#### [Set exercise]
Convert only the stretch of entries from the line containing "object=chandelier" through the line containing "top-left (0, 275), bottom-right (582, 427)", both included, into a numbered list with blank lines omitted. Leave the pictures out of the list.

[Data entries]
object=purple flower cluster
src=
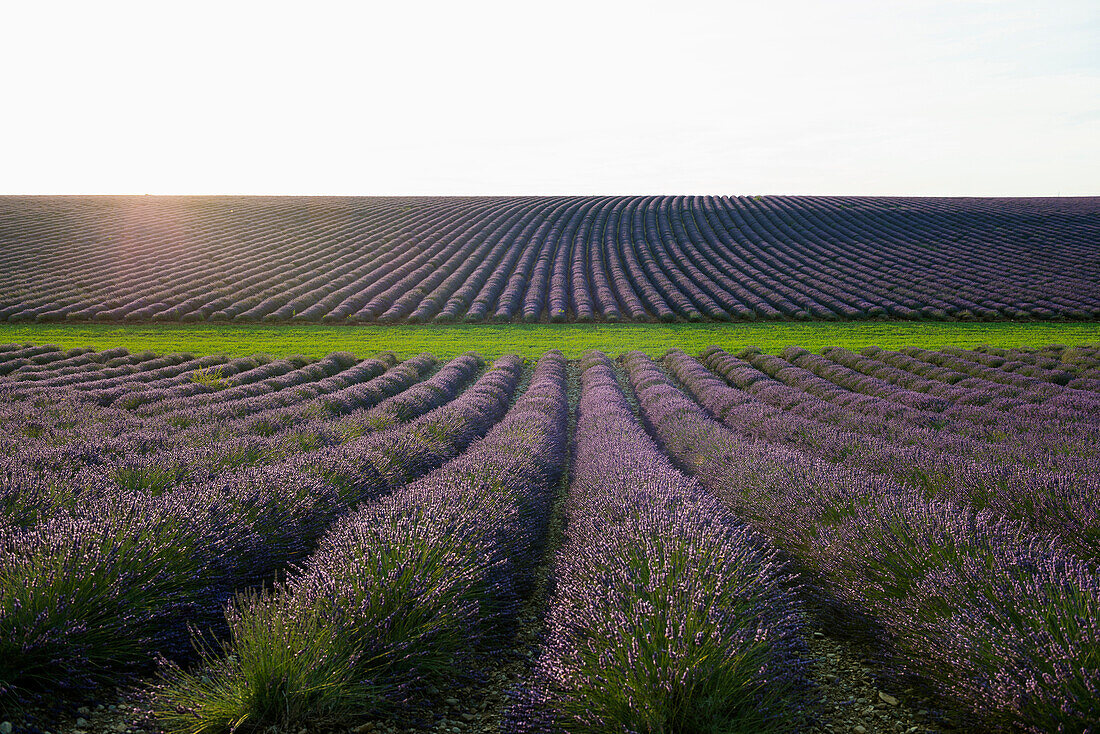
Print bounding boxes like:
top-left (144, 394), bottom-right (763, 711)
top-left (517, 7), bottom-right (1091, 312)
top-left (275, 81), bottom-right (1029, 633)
top-left (152, 352), bottom-right (568, 730)
top-left (664, 351), bottom-right (1100, 558)
top-left (512, 353), bottom-right (802, 732)
top-left (627, 353), bottom-right (1100, 732)
top-left (0, 196), bottom-right (1100, 321)
top-left (0, 358), bottom-right (521, 693)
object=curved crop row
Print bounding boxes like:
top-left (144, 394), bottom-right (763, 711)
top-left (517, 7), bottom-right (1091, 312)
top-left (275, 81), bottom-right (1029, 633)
top-left (0, 196), bottom-right (1100, 322)
top-left (0, 358), bottom-right (521, 697)
top-left (627, 354), bottom-right (1100, 734)
top-left (151, 352), bottom-right (568, 732)
top-left (513, 353), bottom-right (802, 733)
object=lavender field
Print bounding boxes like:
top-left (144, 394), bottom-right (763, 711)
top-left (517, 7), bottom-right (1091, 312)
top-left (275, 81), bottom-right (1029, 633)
top-left (0, 196), bottom-right (1100, 324)
top-left (0, 343), bottom-right (1100, 734)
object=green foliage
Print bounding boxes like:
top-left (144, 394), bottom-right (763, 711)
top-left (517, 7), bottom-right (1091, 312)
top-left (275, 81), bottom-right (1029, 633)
top-left (191, 364), bottom-right (229, 390)
top-left (0, 321), bottom-right (1100, 358)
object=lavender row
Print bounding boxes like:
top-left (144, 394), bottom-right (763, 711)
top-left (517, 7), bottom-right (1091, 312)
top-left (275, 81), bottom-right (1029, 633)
top-left (150, 352), bottom-right (568, 732)
top-left (677, 353), bottom-right (1100, 559)
top-left (849, 347), bottom-right (1095, 431)
top-left (627, 354), bottom-right (1100, 733)
top-left (510, 353), bottom-right (803, 732)
top-left (0, 358), bottom-right (521, 700)
top-left (0, 196), bottom-right (1100, 322)
top-left (699, 347), bottom-right (1096, 464)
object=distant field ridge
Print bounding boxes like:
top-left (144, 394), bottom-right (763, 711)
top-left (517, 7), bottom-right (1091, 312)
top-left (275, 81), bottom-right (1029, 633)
top-left (0, 196), bottom-right (1100, 324)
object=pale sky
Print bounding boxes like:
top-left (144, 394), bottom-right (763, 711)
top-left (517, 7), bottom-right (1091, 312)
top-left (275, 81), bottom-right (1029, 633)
top-left (0, 0), bottom-right (1100, 196)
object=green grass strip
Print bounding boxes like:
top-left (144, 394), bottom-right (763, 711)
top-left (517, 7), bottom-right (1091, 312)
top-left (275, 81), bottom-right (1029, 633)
top-left (0, 321), bottom-right (1100, 359)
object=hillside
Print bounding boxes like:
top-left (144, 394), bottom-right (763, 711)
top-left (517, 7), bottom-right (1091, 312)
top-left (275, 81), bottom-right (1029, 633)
top-left (0, 196), bottom-right (1100, 324)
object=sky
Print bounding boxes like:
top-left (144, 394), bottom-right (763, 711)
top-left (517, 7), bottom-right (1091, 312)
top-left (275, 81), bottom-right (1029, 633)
top-left (0, 0), bottom-right (1100, 196)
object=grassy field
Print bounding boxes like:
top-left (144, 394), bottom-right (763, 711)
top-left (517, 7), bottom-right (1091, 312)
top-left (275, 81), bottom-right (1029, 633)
top-left (0, 321), bottom-right (1100, 358)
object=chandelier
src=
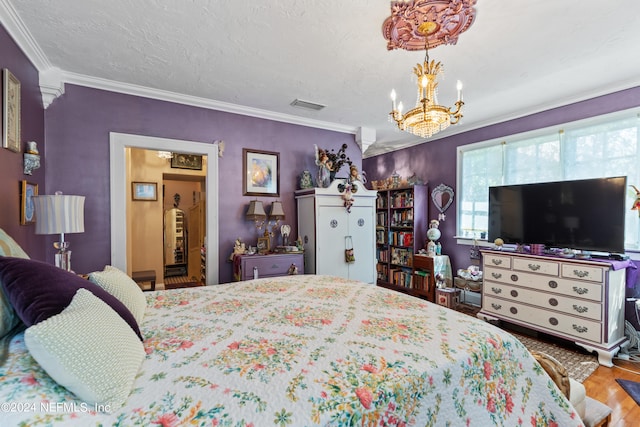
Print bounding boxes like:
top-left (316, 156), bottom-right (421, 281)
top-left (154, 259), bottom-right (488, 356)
top-left (389, 22), bottom-right (464, 138)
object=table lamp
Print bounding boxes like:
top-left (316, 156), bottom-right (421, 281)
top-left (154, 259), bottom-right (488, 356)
top-left (33, 191), bottom-right (84, 271)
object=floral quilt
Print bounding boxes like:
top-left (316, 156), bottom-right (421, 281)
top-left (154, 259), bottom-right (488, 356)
top-left (0, 275), bottom-right (582, 427)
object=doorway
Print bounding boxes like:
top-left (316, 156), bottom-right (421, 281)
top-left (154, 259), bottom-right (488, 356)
top-left (110, 132), bottom-right (219, 285)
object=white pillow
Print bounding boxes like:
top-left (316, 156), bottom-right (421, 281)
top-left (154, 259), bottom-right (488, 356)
top-left (24, 289), bottom-right (145, 412)
top-left (89, 265), bottom-right (147, 325)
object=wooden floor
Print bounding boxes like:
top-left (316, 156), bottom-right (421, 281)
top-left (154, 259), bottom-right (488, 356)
top-left (583, 360), bottom-right (640, 427)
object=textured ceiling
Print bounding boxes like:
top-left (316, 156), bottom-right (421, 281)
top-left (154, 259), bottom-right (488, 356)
top-left (2, 0), bottom-right (640, 157)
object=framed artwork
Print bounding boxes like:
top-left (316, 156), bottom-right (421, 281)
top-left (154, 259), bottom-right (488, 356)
top-left (171, 153), bottom-right (202, 170)
top-left (2, 68), bottom-right (20, 153)
top-left (131, 182), bottom-right (158, 201)
top-left (242, 148), bottom-right (280, 197)
top-left (20, 180), bottom-right (38, 225)
top-left (257, 237), bottom-right (271, 254)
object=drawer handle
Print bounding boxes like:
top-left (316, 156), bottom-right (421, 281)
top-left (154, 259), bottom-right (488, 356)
top-left (573, 304), bottom-right (589, 313)
top-left (572, 324), bottom-right (589, 334)
top-left (573, 270), bottom-right (589, 279)
top-left (573, 286), bottom-right (589, 295)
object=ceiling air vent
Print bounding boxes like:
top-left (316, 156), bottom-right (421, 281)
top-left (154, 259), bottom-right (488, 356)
top-left (291, 99), bottom-right (326, 111)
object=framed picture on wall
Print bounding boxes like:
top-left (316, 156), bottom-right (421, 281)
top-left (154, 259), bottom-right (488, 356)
top-left (20, 180), bottom-right (38, 225)
top-left (171, 153), bottom-right (202, 170)
top-left (131, 182), bottom-right (158, 201)
top-left (242, 148), bottom-right (280, 197)
top-left (2, 68), bottom-right (20, 153)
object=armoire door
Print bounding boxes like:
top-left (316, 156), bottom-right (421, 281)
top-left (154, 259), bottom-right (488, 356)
top-left (348, 205), bottom-right (376, 283)
top-left (316, 206), bottom-right (349, 277)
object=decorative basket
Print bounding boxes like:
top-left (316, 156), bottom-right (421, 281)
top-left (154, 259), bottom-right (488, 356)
top-left (453, 277), bottom-right (482, 292)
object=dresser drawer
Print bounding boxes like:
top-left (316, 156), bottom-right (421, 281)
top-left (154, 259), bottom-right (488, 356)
top-left (513, 258), bottom-right (560, 276)
top-left (562, 264), bottom-right (604, 283)
top-left (241, 254), bottom-right (304, 280)
top-left (482, 296), bottom-right (603, 343)
top-left (484, 254), bottom-right (511, 268)
top-left (484, 268), bottom-right (603, 302)
top-left (484, 283), bottom-right (602, 321)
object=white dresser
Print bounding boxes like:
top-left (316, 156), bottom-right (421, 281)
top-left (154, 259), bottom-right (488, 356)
top-left (296, 179), bottom-right (377, 283)
top-left (478, 250), bottom-right (626, 366)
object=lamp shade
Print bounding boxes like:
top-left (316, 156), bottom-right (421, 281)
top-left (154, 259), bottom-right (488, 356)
top-left (245, 200), bottom-right (267, 221)
top-left (33, 194), bottom-right (84, 234)
top-left (269, 202), bottom-right (284, 220)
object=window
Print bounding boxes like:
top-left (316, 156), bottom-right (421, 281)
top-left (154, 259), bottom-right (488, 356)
top-left (457, 111), bottom-right (640, 250)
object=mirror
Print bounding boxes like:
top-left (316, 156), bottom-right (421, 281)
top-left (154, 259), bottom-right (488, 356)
top-left (164, 207), bottom-right (187, 277)
top-left (431, 184), bottom-right (453, 221)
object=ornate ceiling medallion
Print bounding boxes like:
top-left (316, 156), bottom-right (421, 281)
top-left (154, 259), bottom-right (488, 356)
top-left (382, 0), bottom-right (476, 50)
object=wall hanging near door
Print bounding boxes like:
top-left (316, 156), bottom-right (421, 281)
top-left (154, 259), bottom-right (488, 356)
top-left (171, 153), bottom-right (202, 170)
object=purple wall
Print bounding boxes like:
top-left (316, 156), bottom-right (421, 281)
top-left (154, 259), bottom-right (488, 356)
top-left (362, 87), bottom-right (640, 278)
top-left (0, 25), bottom-right (46, 259)
top-left (45, 85), bottom-right (362, 283)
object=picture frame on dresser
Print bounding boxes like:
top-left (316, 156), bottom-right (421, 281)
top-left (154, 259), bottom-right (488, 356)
top-left (20, 180), bottom-right (38, 225)
top-left (2, 68), bottom-right (20, 153)
top-left (242, 148), bottom-right (280, 197)
top-left (256, 237), bottom-right (271, 255)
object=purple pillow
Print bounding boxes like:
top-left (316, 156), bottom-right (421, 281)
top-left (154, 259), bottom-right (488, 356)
top-left (0, 257), bottom-right (142, 340)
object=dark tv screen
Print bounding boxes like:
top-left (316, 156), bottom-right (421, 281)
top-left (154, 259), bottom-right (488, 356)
top-left (489, 177), bottom-right (627, 253)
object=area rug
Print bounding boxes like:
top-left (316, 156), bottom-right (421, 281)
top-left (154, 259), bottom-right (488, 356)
top-left (508, 330), bottom-right (599, 383)
top-left (457, 304), bottom-right (599, 382)
top-left (616, 378), bottom-right (640, 405)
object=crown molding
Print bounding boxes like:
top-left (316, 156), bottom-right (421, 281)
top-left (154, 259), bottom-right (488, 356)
top-left (0, 0), bottom-right (357, 135)
top-left (0, 0), bottom-right (52, 72)
top-left (62, 72), bottom-right (358, 135)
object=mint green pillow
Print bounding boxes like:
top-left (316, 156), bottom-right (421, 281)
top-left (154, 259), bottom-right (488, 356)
top-left (89, 265), bottom-right (147, 325)
top-left (24, 288), bottom-right (145, 413)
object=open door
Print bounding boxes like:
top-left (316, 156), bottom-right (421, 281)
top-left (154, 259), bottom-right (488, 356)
top-left (187, 200), bottom-right (207, 283)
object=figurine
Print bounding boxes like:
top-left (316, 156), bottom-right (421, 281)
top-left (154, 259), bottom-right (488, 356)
top-left (229, 237), bottom-right (246, 261)
top-left (314, 145), bottom-right (333, 188)
top-left (348, 165), bottom-right (367, 184)
top-left (287, 264), bottom-right (298, 276)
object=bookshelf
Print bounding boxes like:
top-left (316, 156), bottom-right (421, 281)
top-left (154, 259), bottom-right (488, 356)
top-left (376, 185), bottom-right (433, 301)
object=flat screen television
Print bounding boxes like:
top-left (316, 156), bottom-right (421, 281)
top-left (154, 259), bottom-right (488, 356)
top-left (489, 176), bottom-right (627, 253)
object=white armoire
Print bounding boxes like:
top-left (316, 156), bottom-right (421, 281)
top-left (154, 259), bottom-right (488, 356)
top-left (296, 179), bottom-right (377, 284)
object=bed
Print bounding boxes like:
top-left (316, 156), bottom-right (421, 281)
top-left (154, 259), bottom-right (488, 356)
top-left (0, 232), bottom-right (583, 427)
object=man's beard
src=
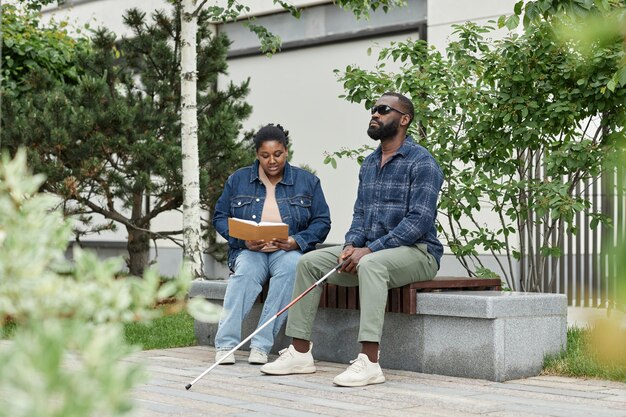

#### [Full response]
1. object=chandelier
2. src=
3. Print bounding boxes like:
4. top-left (316, 156), bottom-right (421, 281)
5. top-left (154, 259), bottom-right (488, 356)
6. top-left (389, 22), bottom-right (464, 138)
7. object=table lamp
8. Print bounding boxes like:
9. top-left (316, 156), bottom-right (421, 281)
10. top-left (154, 259), bottom-right (488, 356)
11. top-left (33, 191), bottom-right (84, 271)
12. object=floral quilt
13. Print bounding boxes like:
14. top-left (316, 156), bottom-right (421, 281)
15. top-left (154, 259), bottom-right (488, 356)
16. top-left (0, 275), bottom-right (582, 427)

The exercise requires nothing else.